## GIVEN PASSAGE
## begin

Ephesians 1:4 just as He chose us in Him before the foundation of the world, that we would be holy and blameless before Him In love
This idea of identification with Christ in His death and resurrection was incorporated in what was probably an early church hymn:
2 Timothy 2:11 11It is a trustworthy statement:
For if we died with Him, we will also live with Him;
12If we endure, we will also reign with Him;
If we deny Him, He also will deny us;
13If we are faithless, He remains faithful, for He cannot deny Himself.
According to verse 9 it is a fact that Jesus Christ rose from the dead and was given a resurrected body. This is the same hope we have because we are so completely identified with Christ. Lazarus was raised from the dead but he was not resurrected. He was given his old body back that eventually died. We will be resurrected meaning we will be given a glorified body like Christ received when He was resurrected. This is a body that will never see death. Jesus Christ needed only to die once because that’s what it took to deal with our sins. If all our sins were not taken care of with His one death, He would need to die again and again until they were. He was the perfect sacrifice.
2 Corinthians 5:21 He made Him who knew no sin to be sin on our behalf, so that we might become the righteousness of God in Him.
1 Peter 3:18 For Christ also died for sins once for all, the just for the unjust, so that He might bring us to God, having been put to death in the flesh, but made alive in the spirit;
Hebrews 7:27 who does not need daily, like those high priests, to offer up sacrifices, first for His own sins and then for the sins of the people, because this He did once for all when He offered up Himself.
Hebrews 9:28 so Christ also, having been offered once to bear the sins of many, will appear a second time for salvation without reference to sin, to those who eagerly await Him.
Christ’s resurrection proved His power over death. He was able to abolish death (2 Timothy 1:10). Death could not hold Jesus and because we are found in Him, death cannot hold us. Just as sin would result in our death, it was because of sin that Jesus died. Death is the only way for us to break the bond of our sinful nature. Since our sin was imputed to Christ, His death took care of my sin and now I am able to have life if I am found in Christ. Those found outside of Christ are not identified with Christ and have rejected Christ’s offer of life and therefore will see death. We in Christ have conquered death. Those without Christ are still being mastered by death.
Notice verse 10 says Christ died for all. Those who believe in Limited Atonement would say Christ died only for the elect. They would use such passages as John 10 to prove their case.

## end

## GIVEN DATA
## begin

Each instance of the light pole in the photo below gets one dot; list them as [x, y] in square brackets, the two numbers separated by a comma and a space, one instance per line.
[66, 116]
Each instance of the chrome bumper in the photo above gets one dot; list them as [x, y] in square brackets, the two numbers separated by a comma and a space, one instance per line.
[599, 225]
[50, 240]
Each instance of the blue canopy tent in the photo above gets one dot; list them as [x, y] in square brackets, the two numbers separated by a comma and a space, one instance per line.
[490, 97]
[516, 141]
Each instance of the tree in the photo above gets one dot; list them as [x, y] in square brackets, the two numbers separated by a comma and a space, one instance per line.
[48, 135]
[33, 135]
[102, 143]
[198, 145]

## end
## begin

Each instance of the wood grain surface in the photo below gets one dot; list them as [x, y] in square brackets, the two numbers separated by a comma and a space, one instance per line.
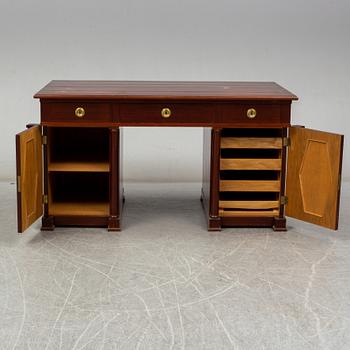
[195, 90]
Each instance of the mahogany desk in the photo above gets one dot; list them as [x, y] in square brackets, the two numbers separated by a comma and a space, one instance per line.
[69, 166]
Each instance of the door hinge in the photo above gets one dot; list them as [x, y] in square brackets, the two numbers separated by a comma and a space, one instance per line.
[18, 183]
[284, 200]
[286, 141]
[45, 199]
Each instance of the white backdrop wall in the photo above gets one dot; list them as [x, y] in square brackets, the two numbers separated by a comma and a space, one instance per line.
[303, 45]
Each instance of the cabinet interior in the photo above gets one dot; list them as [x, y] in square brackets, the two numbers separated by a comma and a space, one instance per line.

## end
## begin

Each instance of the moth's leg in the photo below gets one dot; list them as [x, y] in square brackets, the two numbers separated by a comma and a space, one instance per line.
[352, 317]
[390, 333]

## end

## TASKS AND EXERCISES
1. Restate the paragraph of the text on identification with Christ that begins "According to verse 9" as a short bulleted list that keeps its main facts.
2. Retype the text on identification with Christ from "Hebrews 9:28 so" up to and including "eagerly await Him.".
The records are material separate from the text on identification with Christ.

## RESPONSES PER TASK
1.
- Jesus Christ rose from the dead and was given a resurrected body. Believers share this hope because they are completely identified with Him.
- Lazarus was raised from the dead but not resurrected. He received his old body back, and it eventually died.
- Believers will be resurrected and given a glorified body like the one Christ received, a body that will never see death.
- Christ needed to die only once because that one death dealt with our sins. Otherwise He would have had to die again and again.
- He was the perfect sacrifice.

2.
Hebrews 9:28 so Christ also, having been offered once to bear the sins of many, will appear a second time for salvation without reference to sin, to those who eagerly await Him.